■ Data for processing ■
########

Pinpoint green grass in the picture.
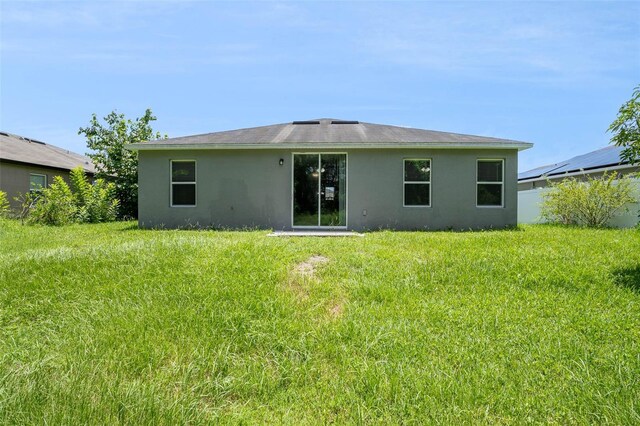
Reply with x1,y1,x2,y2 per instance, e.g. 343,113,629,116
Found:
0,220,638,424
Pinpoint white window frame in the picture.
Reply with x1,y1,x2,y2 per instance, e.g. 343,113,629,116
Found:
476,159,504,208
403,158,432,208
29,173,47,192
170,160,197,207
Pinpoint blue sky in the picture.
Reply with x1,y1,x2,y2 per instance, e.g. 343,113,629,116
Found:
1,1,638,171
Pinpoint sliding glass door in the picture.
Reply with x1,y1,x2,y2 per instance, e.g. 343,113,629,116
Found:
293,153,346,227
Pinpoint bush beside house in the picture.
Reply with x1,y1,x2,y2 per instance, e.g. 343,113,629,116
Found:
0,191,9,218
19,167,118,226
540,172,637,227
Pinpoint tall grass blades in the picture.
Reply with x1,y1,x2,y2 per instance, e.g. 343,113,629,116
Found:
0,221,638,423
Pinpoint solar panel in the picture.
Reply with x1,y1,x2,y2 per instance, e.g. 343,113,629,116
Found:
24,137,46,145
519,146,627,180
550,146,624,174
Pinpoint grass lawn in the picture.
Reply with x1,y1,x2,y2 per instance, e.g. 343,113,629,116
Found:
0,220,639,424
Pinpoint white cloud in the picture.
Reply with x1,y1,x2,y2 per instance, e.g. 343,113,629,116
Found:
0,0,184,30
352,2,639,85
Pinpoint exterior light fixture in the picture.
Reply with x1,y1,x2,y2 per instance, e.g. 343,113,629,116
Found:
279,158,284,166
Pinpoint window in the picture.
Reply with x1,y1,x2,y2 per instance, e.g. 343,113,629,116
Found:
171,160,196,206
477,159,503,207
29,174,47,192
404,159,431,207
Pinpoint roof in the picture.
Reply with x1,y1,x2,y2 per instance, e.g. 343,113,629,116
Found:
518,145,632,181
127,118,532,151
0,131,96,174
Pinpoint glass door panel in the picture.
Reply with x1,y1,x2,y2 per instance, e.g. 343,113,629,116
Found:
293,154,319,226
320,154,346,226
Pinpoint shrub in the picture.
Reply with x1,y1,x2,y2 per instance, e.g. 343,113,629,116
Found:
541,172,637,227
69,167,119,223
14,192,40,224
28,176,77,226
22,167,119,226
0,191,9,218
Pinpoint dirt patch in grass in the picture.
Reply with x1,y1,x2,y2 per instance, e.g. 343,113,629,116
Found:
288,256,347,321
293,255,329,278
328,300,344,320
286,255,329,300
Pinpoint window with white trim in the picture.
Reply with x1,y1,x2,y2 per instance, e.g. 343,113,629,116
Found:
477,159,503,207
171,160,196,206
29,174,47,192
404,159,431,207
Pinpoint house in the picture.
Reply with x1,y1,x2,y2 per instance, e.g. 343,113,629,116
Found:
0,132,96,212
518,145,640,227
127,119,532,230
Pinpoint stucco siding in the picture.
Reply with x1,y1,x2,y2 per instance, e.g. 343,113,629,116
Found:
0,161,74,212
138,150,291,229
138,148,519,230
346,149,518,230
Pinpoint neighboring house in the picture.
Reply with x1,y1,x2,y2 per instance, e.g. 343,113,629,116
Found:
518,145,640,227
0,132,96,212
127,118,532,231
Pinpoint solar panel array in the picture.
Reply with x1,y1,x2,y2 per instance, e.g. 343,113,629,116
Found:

########

Copy every line in the entries above that has the string "solar" in it.

■ Solution ■
Pinpoint solar panel in the picture.
Pinpoint solar panel array in the picture.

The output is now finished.